┌─ PAGE EXCERPT

I am terrified by the prospect of settling down. I don't not having an end to the current phase of my life in site has never happened to me before. I still want to see the world. I still want to learn 15 languages and meet all kinds of people. Am I being silly? I'm not sure if what I am really interested in is learning about the world and serving in all kinds of places or if I am just being selfish and I just need to get over it and realize that the place I can make the most impact in the world is here and now.

Monday, April 23, 2007

Best Ruhi Video Ever. Check it out!

http://www.youtube.com/watch?v=cz3TjDvAYkg

Update and Rant

WARNING: the following is a rant. This is not by favorite form of blogging or even of self expression, but it is printed here as it is in my head. You have been warned. There is no need to plow ahead unsuspecting.

Social interactions are a PAIN! examples:

When I meet a new group of people I am SICK of having to think about whether I can expect a confused and cold shoulder when I cannot/will not drink or do other untoward things with them.

└─

• REQUIRED ACTIONS:
- A) What date appears in the blog excerpt?
- B) Decide whether each statement agrees with the blog excerpt, answering yes or no and quoting the deciding words: (i) The writer still wants to learn 15 languages. (ii) The writer finds social interactions easy. (iii) The writer calls a linked video the best Ruhi video ever.
- C) Please explain, in one to three sentences, why the writer of the blog excerpt is sick of meeting a new group of people.

┌─ GIVEN ENTRIES

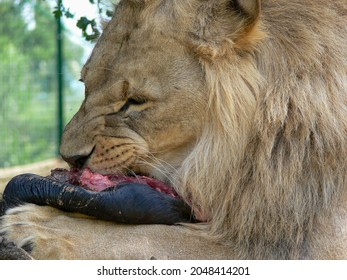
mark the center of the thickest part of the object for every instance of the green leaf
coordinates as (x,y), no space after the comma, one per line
(83,23)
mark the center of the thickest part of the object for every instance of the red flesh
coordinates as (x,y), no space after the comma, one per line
(97,182)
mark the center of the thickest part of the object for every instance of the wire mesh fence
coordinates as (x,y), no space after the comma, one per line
(28,82)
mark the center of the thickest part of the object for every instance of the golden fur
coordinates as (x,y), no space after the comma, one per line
(241,105)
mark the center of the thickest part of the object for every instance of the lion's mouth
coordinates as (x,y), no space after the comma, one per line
(97,182)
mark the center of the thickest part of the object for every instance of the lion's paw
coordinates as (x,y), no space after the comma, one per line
(35,229)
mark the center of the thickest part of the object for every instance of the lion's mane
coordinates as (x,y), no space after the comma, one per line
(268,186)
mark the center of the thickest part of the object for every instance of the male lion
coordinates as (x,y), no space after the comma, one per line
(240,104)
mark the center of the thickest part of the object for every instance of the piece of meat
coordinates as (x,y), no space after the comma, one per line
(93,181)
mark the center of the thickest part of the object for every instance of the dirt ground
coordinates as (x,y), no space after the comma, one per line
(41,168)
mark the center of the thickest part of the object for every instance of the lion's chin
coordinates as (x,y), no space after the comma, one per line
(97,182)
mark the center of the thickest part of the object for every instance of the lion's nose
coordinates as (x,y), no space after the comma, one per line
(78,161)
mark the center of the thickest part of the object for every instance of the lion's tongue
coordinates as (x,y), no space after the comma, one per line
(97,182)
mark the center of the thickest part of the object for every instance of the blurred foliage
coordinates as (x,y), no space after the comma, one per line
(88,27)
(28,99)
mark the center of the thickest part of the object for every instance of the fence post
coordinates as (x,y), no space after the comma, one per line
(60,78)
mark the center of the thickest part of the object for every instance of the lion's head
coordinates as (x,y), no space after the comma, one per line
(241,106)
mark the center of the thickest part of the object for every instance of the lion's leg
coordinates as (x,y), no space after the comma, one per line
(49,233)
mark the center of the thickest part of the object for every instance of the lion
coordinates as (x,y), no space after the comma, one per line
(241,105)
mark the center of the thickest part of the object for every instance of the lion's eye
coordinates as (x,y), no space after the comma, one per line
(132,101)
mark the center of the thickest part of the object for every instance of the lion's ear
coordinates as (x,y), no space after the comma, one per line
(228,25)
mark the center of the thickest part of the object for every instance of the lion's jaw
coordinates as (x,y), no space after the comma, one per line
(144,104)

└─

• RESULTS OF THE EXERCISE:
- A) Monday, April 23, 2007

- B)
(i) Yes: "I still want to learn 15 languages"
(ii) No: "Social interactions are a PAIN!"
(iii) Yes: "Best Ruhi Video Ever."

- C) The writer is tired of having to think about whether to expect a confused and cold shoulder. That reaction could come when the writer cannot or will not drink or do other untoward things with the group.